_Task prompt_. Put each line of the listing below into a Markdown table with two columns, Row and Line, numbering the rows in order and leaving out any blank lines.

_Exercise data_.
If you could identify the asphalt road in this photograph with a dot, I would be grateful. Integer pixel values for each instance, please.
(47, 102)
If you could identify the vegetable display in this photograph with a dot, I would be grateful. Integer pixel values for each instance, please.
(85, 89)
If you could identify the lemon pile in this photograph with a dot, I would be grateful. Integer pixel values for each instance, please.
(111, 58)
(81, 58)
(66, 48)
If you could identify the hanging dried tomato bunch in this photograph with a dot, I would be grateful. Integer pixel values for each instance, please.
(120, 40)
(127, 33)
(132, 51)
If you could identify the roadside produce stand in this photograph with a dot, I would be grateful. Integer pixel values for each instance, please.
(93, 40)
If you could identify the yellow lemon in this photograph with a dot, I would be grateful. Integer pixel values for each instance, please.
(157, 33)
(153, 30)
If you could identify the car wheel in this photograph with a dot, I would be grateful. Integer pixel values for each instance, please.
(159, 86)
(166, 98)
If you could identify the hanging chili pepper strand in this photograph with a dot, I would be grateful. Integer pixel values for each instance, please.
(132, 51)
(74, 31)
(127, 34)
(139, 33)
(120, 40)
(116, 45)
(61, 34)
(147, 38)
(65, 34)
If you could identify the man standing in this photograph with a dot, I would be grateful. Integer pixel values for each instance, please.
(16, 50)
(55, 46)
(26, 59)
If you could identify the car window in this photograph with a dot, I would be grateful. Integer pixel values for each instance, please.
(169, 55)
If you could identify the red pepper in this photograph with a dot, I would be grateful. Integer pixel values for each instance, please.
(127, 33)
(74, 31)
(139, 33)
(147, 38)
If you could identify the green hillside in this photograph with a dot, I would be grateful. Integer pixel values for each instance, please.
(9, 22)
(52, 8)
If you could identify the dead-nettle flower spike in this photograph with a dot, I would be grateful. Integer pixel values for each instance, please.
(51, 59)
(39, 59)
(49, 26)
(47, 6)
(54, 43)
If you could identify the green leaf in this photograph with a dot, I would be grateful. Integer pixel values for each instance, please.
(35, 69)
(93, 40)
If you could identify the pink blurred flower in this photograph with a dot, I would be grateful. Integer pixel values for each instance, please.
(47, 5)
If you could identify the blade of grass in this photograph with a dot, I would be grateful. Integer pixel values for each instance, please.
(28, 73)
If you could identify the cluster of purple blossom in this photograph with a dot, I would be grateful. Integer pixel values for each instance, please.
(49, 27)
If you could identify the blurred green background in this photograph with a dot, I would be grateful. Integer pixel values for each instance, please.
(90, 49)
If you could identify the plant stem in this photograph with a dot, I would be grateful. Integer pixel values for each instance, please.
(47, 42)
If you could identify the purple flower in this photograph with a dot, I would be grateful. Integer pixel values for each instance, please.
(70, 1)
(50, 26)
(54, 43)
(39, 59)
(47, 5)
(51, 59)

_Result of this exercise_.
| Row | Line |
|---|---|
| 1 | If you could identify the asphalt road in this photograph with a dot, I would be grateful. Integer pixel values for each instance, please. |
| 2 | (47, 102) |
| 3 | If you could identify the vegetable display in this photograph with a dot, I would be grateful. Integer pixel values for each instance, please. |
| 4 | (85, 89) |
| 5 | If you could identify the lemon pile in this photograph with a dot, I would be grateful. Integer pixel values for each instance, please. |
| 6 | (111, 58) |
| 7 | (81, 58) |
| 8 | (66, 48) |
| 9 | If you could identify the hanging dried tomato bunch in this photograph with a dot, I would be grateful. Integer pixel values for each instance, please. |
| 10 | (120, 40) |
| 11 | (127, 33) |
| 12 | (132, 51) |
| 13 | If you could identify the roadside produce stand in this photograph with a dot, I would be grateful. Integer pixel values for each instance, please. |
| 14 | (93, 40) |
| 15 | If you could identify the yellow lemon in this photograph with a dot, I would be grateful. Integer pixel values for each instance, please. |
| 16 | (157, 33) |
| 17 | (153, 30) |
| 18 | If you could identify the car wheel in this photograph with a dot, I would be grateful. Integer pixel values for each instance, please. |
| 19 | (159, 86) |
| 20 | (166, 98) |
| 21 | If you could identify the hanging chili pepper strand in this photograph with a dot, I would be grateful. Integer pixel values for each instance, please. |
| 22 | (132, 51) |
| 23 | (74, 31) |
| 24 | (127, 34) |
| 25 | (139, 33) |
| 26 | (120, 40) |
| 27 | (116, 45) |
| 28 | (61, 34) |
| 29 | (147, 38) |
| 30 | (65, 34) |
| 31 | If you could identify the man standing in this photograph with a dot, I would be grateful. Integer pixel values for each instance, please. |
| 32 | (16, 50) |
| 33 | (55, 46) |
| 34 | (26, 59) |
| 35 | If you could identify the car window in this photograph with a dot, I would be grateful. Integer pixel values for each instance, please. |
| 36 | (169, 55) |
| 37 | If you could identify the red pepper in this photograph with a dot, I would be grateful. Integer pixel values for each instance, please. |
| 38 | (127, 33) |
| 39 | (74, 31) |
| 40 | (139, 33) |
| 41 | (147, 38) |
| 42 | If you could identify the green hillside in this photograph with a dot, I would be grateful. Integer pixel values for each instance, please. |
| 43 | (9, 22) |
| 44 | (52, 8) |
| 45 | If you could identify the dead-nettle flower spike in this photograph with a dot, I would be grateful. Integer pixel values for each instance, please. |
| 46 | (51, 59) |
| 47 | (39, 59) |
| 48 | (49, 26) |
| 49 | (47, 6) |
| 50 | (54, 43) |
| 51 | If you could identify the green leaf in this photograph with a dot, I would be grateful. Integer pixel values for each instance, please. |
| 52 | (35, 69) |
| 53 | (93, 40) |
| 54 | If you could identify the pink blurred flower in this photograph with a dot, I would be grateful. Integer pixel values for each instance, please. |
| 55 | (47, 5) |
| 56 | If you could identify the blade of grass in this photograph with a dot, I would be grateful. Integer pixel values for each instance, please. |
| 57 | (28, 73) |
| 58 | If you could identify the cluster of purple blossom in this photograph with a dot, I would be grateful. Integer pixel values for each instance, please. |
| 59 | (49, 27) |
| 60 | If you could identify the blurred green background in this photograph with a dot, I would be grateful. Integer pixel values for each instance, please. |
| 61 | (90, 49) |
| 62 | If you could identify the plant stem in this photograph with a dot, I would be grateful. Integer pixel values for each instance, please. |
| 63 | (47, 42) |
| 64 | If you could identify the purple flower in this photograph with a dot, I would be grateful. Integer pixel values for each instance, please. |
| 65 | (70, 1) |
| 66 | (50, 26) |
| 67 | (54, 43) |
| 68 | (39, 59) |
| 69 | (47, 5) |
| 70 | (51, 59) |